_Selected passage_
#####
Accounting Practices for Government Contractors (Part 1)

Posted by Shari Gardner on December 8, 2017

Government Contracting Accounting, Basics of Government Contract Accounting, Government Contracting Accounting Principles, Indirect Costs in Government Contracting

In this two part blog series we review the accounting principles and practices of government contracting, as well as the handling of costs and revenue recognition. 

Accounting Basics for Non-Accountants

Whether or not you’re in government contracting, accounting boils down to some basic functions:

  • Classifying and recording business transactions
  • Invoicing customers and processing payments received
  • Paying employees and suppliers
  • Reporting the financial results and condition of the firm

And just in case you didn’t take an accounting class, we review a few other key accounting terms. An asset is something of value your company owns such as computers, inventory and intellectual property. A liability is basically the opposite: something that the firm owes to someone else, such as employees (payroll), creditors (loan payments), and suppliers (payments for products or services provided to the firm). Equity is the value of claims of the owners of the firm.

Just a few more key terms. Revenue is the value of goods and/or services sold to customers, while expenses are the costs your firm incurs.

The financial reporting function is one of the most important jobs in accounting. Primary financial reports include:

  • The Balance sheet: This shows the financial condition of the firm at a particular point in time, listing the assets, liabilities, and equity.
  • The Income statement: This shows the results of operations for a specific time period by listing revenue (sales), expenses, and the difference between the two (that’s the profit or loss).

Government Contracting Accounting Specifics

In government contracting, the primary accounting concern is cost. There’s a big difference between accounting conducted by a commercial firm and a government contractor in terms of how costs are classified, segregated, and reported.

Okay, so what does this all mean? FAR answers that a direct cost is “any cost that is identified specifically with a particular final cost objective.” Final cost objective refers to a contract or an element of a contract, such as a specific task or delivery order. In layman’s terms, a direct cost is any cost that can be identified as benefiting one, but only one, contract or element of a contract. More specifically, direct costs can include direct labor, materials, and travel expenses.
#####
_Collected data_

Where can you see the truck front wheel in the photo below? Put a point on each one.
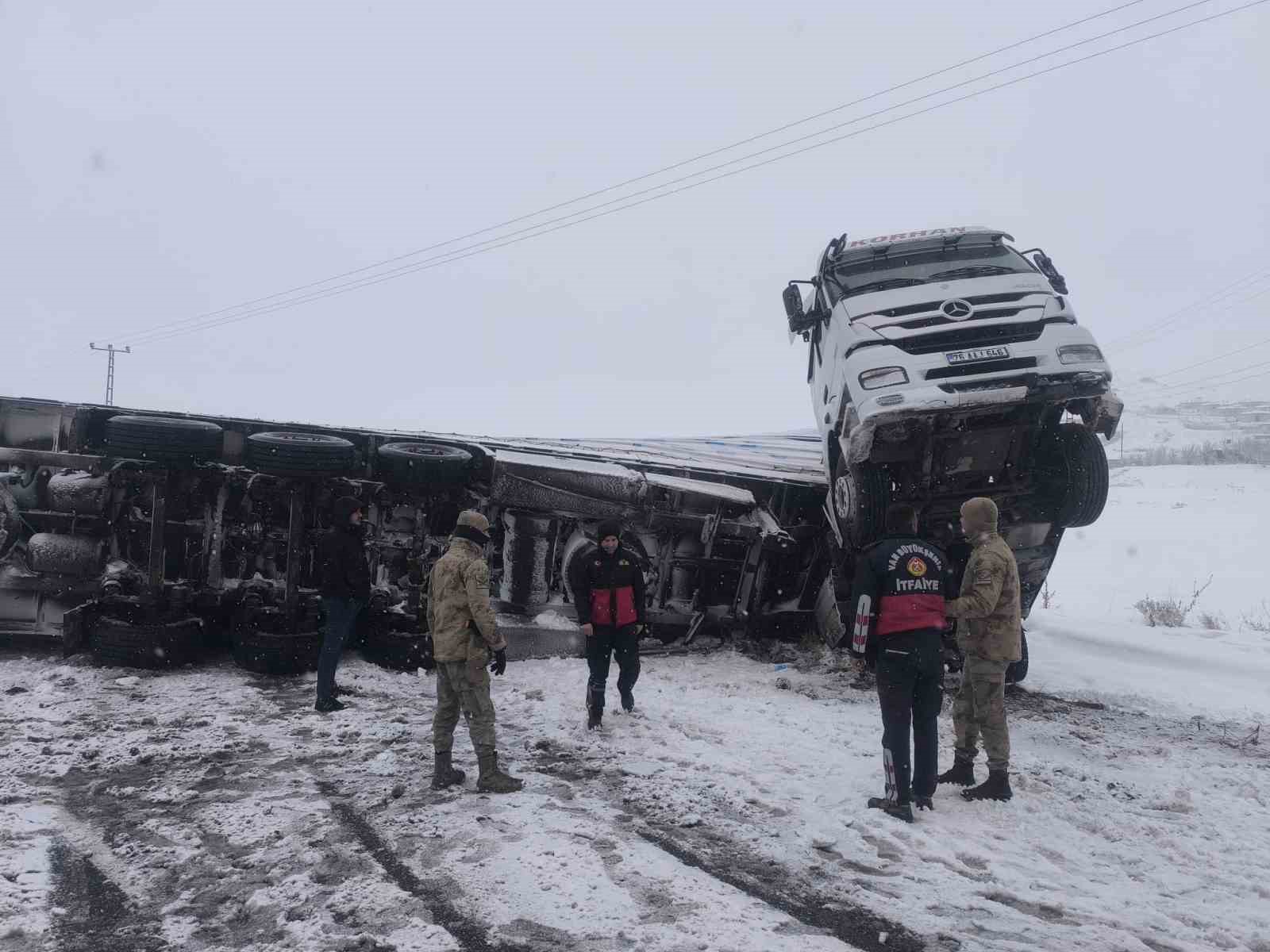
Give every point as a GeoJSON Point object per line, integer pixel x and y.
#####
_Task brief_
Copy the passage of the accounting article starting with "Whether or not" and going on through "of the firm.". Rely on the accounting text only.

_Complete response_
Whether or not you’re in government contracting, accounting boils down to some basic functions:

  • Classifying and recording business transactions
  • Invoicing customers and processing payments received
  • Paying employees and suppliers
  • Reporting the financial results and condition of the firm

And just in case you didn’t take an accounting class, we review a few other key accounting terms. An asset is something of value your company owns such as computers, inventory and intellectual property. A liability is basically the opposite: something that the firm owes to someone else, such as employees (payroll), creditors (loan payments), and suppliers (payments for products or services provided to the firm). Equity is the value of claims of the owners of the firm.